PROBLEM —
Return, word for word, every line starting at the line with "Objective — one point per instance of the underwater" and ending at the final line of the entries; skip the pictures.

DATA EXCERPTS —
────────────────────────────────────────

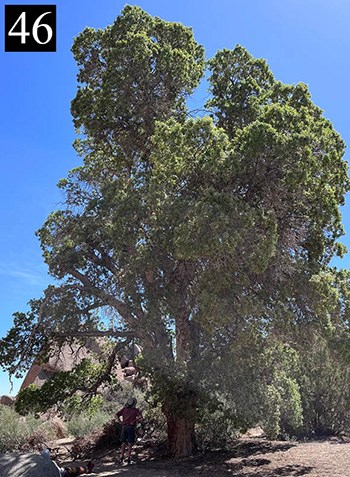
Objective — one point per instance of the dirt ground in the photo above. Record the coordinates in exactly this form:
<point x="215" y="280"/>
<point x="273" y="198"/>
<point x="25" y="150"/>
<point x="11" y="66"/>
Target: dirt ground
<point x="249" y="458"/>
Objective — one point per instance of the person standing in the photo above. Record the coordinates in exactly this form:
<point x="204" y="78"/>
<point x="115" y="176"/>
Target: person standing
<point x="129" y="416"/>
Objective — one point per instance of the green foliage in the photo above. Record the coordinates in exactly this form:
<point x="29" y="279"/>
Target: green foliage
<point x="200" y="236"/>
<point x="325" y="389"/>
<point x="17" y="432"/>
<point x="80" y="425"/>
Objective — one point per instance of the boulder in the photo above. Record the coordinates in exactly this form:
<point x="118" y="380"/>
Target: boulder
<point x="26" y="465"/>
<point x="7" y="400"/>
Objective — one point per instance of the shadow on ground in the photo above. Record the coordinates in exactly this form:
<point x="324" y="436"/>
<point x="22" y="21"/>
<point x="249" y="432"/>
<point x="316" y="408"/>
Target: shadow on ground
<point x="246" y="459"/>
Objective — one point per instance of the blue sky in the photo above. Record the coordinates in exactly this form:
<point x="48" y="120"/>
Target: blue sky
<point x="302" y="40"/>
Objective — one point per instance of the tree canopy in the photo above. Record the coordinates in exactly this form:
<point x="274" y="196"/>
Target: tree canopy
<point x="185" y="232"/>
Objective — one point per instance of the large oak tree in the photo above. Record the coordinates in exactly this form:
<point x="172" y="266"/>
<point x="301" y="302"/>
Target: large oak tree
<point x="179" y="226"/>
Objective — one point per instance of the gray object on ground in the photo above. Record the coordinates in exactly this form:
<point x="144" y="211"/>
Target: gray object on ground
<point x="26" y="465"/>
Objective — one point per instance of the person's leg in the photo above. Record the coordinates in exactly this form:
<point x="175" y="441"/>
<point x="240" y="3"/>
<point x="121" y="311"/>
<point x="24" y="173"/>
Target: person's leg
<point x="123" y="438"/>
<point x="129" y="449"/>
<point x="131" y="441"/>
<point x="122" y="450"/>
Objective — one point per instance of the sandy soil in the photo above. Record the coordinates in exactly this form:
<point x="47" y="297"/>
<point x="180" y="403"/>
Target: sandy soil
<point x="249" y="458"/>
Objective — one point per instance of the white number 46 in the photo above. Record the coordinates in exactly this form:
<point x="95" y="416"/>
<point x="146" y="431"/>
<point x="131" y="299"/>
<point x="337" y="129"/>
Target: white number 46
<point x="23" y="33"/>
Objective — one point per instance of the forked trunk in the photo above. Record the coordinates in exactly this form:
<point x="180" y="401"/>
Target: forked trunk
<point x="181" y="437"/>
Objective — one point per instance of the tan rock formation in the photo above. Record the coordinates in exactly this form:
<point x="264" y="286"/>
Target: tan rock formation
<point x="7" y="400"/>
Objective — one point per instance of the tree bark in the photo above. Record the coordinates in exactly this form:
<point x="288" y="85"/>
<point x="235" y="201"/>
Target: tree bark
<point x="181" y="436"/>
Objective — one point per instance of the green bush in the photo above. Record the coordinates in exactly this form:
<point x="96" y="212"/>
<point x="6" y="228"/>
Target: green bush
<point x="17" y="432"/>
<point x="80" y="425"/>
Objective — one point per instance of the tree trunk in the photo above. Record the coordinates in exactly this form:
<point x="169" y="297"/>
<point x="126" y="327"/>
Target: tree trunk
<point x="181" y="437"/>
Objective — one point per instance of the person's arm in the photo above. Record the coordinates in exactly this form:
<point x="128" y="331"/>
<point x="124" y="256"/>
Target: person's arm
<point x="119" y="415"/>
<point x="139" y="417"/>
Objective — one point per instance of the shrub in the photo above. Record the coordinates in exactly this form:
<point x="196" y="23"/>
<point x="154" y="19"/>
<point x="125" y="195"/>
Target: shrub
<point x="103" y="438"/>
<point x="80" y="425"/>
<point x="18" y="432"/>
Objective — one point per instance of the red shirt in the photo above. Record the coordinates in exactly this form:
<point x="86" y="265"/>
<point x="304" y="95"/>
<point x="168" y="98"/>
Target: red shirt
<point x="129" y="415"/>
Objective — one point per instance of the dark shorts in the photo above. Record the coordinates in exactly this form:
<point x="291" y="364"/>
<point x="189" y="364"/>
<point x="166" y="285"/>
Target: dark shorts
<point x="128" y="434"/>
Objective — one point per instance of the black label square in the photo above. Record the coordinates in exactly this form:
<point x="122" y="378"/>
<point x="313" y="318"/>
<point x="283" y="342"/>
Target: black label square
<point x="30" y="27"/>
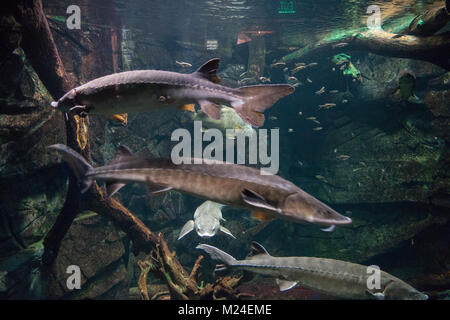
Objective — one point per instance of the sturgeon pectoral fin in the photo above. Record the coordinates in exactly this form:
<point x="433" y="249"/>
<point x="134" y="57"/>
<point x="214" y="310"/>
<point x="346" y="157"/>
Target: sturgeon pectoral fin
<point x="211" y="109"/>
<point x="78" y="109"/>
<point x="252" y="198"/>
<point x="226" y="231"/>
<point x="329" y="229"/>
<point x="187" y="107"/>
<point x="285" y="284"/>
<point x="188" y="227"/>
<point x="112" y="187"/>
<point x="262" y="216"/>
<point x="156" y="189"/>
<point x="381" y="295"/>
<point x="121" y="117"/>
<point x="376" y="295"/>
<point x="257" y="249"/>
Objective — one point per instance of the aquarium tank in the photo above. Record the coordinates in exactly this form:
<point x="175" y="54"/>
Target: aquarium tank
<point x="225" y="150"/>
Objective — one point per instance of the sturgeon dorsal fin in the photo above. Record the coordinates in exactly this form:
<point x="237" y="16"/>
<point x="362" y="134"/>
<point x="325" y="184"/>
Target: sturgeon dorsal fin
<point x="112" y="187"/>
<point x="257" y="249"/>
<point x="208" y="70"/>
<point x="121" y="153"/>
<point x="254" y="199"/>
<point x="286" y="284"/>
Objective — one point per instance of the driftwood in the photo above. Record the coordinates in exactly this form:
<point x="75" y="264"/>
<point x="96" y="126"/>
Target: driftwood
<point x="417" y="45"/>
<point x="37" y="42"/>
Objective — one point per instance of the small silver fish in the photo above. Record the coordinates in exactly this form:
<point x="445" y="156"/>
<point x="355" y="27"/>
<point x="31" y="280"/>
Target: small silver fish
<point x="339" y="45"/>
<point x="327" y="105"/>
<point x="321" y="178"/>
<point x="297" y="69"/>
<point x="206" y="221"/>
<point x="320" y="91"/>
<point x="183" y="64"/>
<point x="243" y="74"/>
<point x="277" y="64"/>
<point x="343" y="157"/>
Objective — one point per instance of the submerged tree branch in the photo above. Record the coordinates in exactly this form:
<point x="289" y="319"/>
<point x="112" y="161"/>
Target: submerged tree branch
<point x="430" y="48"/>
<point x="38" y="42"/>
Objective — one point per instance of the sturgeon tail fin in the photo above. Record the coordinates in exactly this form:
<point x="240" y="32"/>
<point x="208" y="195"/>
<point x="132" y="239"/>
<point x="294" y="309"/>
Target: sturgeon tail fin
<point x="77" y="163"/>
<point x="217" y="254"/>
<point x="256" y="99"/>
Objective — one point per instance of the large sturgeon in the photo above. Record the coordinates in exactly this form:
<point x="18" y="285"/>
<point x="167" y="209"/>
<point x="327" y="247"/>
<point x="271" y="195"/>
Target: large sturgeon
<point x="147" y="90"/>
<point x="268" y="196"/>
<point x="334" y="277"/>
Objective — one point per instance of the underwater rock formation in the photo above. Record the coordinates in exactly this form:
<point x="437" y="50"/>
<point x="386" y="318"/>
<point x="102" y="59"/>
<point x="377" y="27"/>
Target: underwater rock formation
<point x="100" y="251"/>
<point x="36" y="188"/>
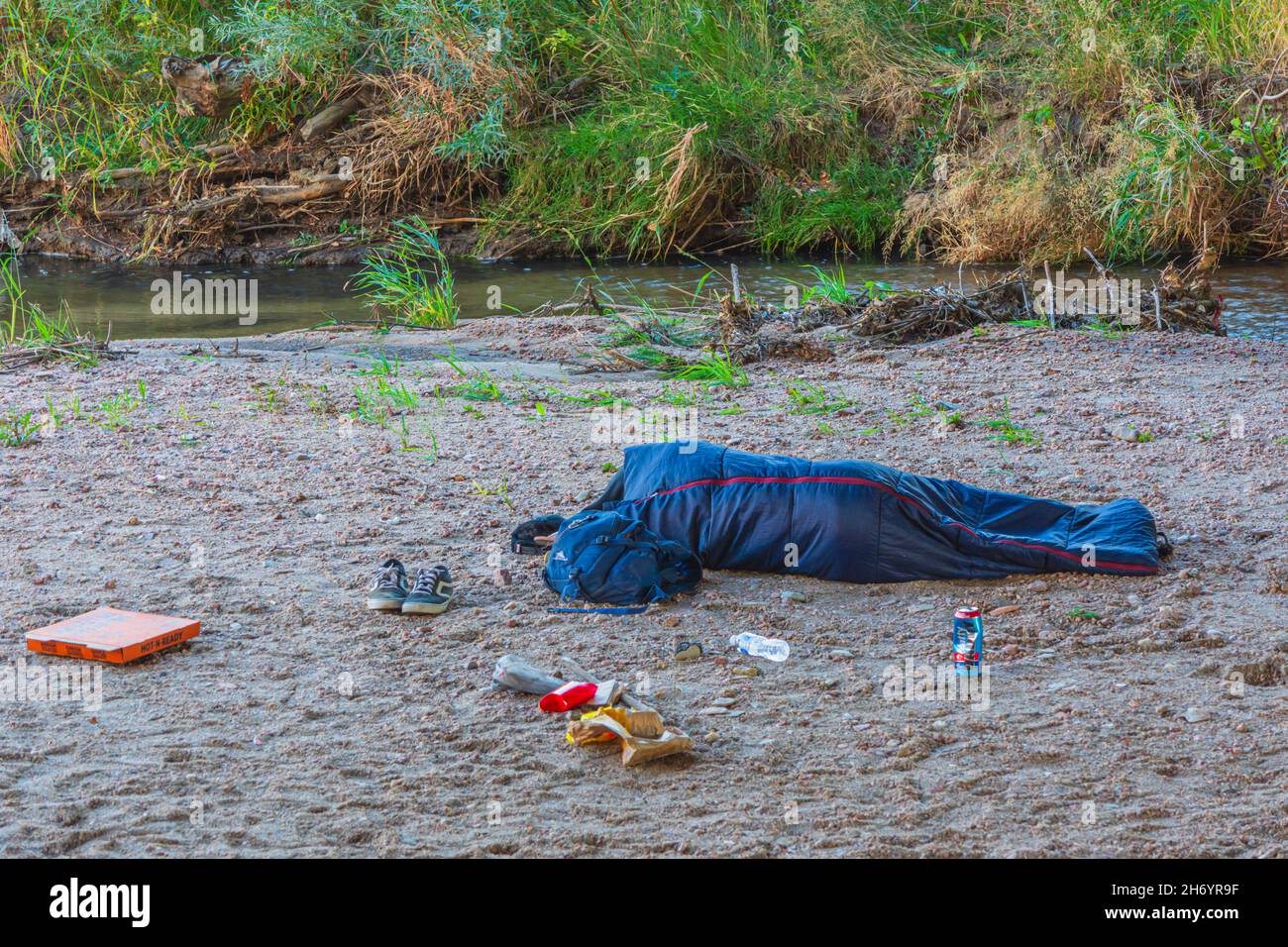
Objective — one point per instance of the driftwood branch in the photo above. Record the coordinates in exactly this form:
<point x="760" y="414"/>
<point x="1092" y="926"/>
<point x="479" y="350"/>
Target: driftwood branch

────────────────────────────────────────

RESULT —
Objective — one point per instance of the underwater rock formation in the photo above. Record the coordinates in exactly this form:
<point x="437" y="50"/>
<point x="386" y="318"/>
<point x="102" y="59"/>
<point x="377" y="27"/>
Target: underwater rock formation
<point x="100" y="251"/>
<point x="36" y="188"/>
Objective — one point per instance of the driftwood branch in the photo above. Record the coordinates in exactly this form:
<point x="760" y="414"/>
<point x="1092" y="926"/>
<point x="479" y="350"/>
Target: driftwood branch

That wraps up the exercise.